» **Dataset**

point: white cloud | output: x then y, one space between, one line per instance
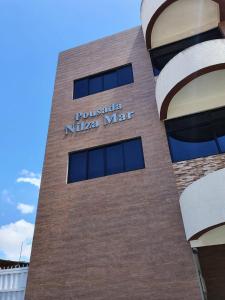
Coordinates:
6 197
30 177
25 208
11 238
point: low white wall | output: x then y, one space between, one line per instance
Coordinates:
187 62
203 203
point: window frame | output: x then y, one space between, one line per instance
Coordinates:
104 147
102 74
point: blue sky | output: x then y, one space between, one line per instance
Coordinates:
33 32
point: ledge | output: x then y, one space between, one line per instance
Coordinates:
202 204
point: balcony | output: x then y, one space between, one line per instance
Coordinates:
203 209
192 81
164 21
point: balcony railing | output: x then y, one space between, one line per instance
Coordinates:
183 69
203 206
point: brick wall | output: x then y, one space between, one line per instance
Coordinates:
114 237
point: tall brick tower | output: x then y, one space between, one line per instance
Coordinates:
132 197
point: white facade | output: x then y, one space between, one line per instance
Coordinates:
--
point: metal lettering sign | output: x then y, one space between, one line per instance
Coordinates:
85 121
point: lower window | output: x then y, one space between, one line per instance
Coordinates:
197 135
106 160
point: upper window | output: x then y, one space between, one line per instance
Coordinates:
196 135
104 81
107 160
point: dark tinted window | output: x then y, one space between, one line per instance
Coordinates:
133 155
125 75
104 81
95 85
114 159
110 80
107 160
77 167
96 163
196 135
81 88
--
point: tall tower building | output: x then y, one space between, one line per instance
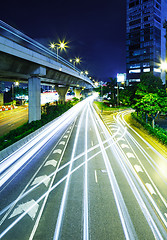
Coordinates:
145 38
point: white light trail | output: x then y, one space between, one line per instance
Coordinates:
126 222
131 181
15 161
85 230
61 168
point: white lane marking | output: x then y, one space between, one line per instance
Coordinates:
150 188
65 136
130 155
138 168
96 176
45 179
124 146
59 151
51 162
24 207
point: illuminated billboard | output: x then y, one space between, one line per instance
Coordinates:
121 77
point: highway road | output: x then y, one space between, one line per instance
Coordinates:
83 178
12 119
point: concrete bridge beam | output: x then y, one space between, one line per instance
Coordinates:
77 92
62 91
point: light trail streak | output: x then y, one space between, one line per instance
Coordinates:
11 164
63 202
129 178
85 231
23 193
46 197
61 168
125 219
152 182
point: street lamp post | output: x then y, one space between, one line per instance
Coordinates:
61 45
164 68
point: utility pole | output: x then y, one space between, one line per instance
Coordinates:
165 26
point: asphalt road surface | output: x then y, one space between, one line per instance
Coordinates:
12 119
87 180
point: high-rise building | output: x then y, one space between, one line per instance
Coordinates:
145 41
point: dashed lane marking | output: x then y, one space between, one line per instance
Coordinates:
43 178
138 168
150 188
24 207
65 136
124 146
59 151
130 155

» **Prompt**
Can you filter the records above and copy every line that holds the word "trail"?

» **Response below**
point: white light trail | output: x then y, one space between, one line per instance
point: light trail streak | output: x then y, one space between, one line per instance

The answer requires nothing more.